- [Source data]
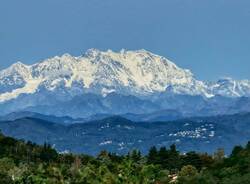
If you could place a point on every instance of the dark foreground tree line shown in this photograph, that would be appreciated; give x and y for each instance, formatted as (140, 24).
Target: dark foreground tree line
(28, 163)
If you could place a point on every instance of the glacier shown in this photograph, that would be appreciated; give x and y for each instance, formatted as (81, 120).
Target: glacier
(115, 83)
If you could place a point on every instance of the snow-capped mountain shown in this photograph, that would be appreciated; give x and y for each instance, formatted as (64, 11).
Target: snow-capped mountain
(127, 72)
(135, 75)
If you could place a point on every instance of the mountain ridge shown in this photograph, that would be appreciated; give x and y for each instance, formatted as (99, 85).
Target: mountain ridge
(105, 81)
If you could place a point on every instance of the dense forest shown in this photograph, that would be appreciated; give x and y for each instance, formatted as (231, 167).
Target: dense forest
(26, 162)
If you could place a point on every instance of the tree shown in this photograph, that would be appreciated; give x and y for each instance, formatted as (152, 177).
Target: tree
(153, 155)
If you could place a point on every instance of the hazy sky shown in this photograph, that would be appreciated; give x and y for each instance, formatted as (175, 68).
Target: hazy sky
(210, 37)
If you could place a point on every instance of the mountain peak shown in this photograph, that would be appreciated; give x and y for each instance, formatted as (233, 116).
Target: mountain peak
(138, 73)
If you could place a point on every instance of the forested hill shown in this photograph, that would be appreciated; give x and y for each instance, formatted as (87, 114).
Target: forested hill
(204, 134)
(25, 162)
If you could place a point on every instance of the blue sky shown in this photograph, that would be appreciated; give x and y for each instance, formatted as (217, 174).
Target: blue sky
(210, 37)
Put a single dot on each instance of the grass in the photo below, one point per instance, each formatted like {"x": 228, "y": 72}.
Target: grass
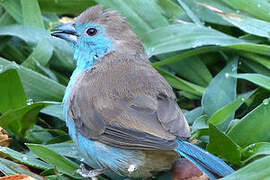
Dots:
{"x": 214, "y": 53}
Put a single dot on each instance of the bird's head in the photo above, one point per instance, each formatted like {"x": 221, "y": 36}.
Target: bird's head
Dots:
{"x": 96, "y": 33}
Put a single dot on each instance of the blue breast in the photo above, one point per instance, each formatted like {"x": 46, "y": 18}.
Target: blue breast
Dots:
{"x": 97, "y": 154}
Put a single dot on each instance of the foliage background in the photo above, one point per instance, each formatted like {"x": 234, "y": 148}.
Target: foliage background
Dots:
{"x": 214, "y": 53}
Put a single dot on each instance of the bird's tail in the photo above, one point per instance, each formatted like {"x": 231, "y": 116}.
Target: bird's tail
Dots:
{"x": 211, "y": 165}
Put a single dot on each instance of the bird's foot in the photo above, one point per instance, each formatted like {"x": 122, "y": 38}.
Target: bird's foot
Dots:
{"x": 90, "y": 173}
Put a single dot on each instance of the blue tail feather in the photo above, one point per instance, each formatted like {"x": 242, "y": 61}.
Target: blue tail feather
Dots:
{"x": 211, "y": 165}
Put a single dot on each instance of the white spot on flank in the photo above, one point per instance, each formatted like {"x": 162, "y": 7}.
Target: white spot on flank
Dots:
{"x": 131, "y": 168}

- [Work order] Only the pictures stay behind; copy everything else in the records above exactly.

- [Solution below]
If you could place a point on every instance of the dark foreground tree line shown in this photograph, that would be appreciated; give x and y for each instance, formatted as (140, 24).
Target: dark foreground tree line
(28, 163)
If you could place a point on every instance of the glacier shown in this photograph, that would be appreciated; give x and y for each instance, formatted as (81, 120).
Target: glacier
(115, 83)
If you could place a point on every instance of the snow-capped mountain shown in this photograph, that would be appreciated; give x and y for each instance, formatted as (64, 11).
Target: snow-capped mountain
(127, 72)
(135, 75)
If you could place a point on every instance of the mountain ridge shown in this photograph, that would be appreciated; give x and y for each instance, formatted as (99, 85).
Target: mountain ridge
(105, 81)
If you could place a point on every instance of the dense forest shown in this photograph, that would be appreciated; give x and y for each instance, formatted as (231, 167).
Target: dense forest
(26, 162)
If you could place a point on every instance of the tree shown in this photograph, that would be appreciated; give x and y for each instance, formatted as (152, 177).
Target: tree
(153, 155)
If you could place a point on every instance of the hazy sky shown in this photograph, that would be appreciated; give x and y for each instance, formatted as (175, 68).
Target: hazy sky
(210, 37)
If you could place a point on every instance of the mountain peak shown in this photograph, that would be appreciated; give x and y for each instance, formatted as (233, 116).
Target: mountain peak
(138, 73)
If you could place a point on every instance of the forested hill shown in this photograph, that would be appreciated; give x and y for each instance, formatted as (87, 114).
Target: forested hill
(204, 134)
(25, 162)
If you could place a point on every instance of the blue sky shown in this photograph, that would be appreciated; give x and y for each instance, formatted as (217, 174).
Target: blue sky
(210, 37)
Put a single dot on each instance of the grass in the photo below, one point per instance, each formatted like {"x": 228, "y": 72}.
Target: grass
Dots:
{"x": 214, "y": 53}
Put a single dot on each instance of the bird's head in the photo above, one point per instance, each formatted like {"x": 221, "y": 36}.
Target: bird's head
Dots:
{"x": 96, "y": 33}
Put a single dot on each instance of the blue breast in the photo above, one point per instance, each formatted like {"x": 46, "y": 18}.
Target: blue breast
Dots:
{"x": 97, "y": 154}
Put a single dot on each instance of the foliage background in the photo above, one point per instance, each formatted like {"x": 234, "y": 148}.
Target: foliage background
Dots:
{"x": 214, "y": 53}
Put a single dot on each instance of the bird's tail in the photo above, one point per instance, each formatted like {"x": 231, "y": 116}.
Target: bird's tail
Dots:
{"x": 211, "y": 165}
Put a single dot on each instance of the bird's foot in the photo above, one point per instance, each formatted like {"x": 122, "y": 38}.
Target: bird's foot
Dots:
{"x": 90, "y": 173}
Put a single dot on each instance of the blue tail feather in the photo above, one point per instance, each formatted like {"x": 242, "y": 61}.
Target: blue tail feather
Dots:
{"x": 211, "y": 165}
Put a single dot on each instance of the white spot on flank in the photo above, one point per instance, each formatted like {"x": 162, "y": 7}.
Target: white spot on flank
Dots:
{"x": 131, "y": 168}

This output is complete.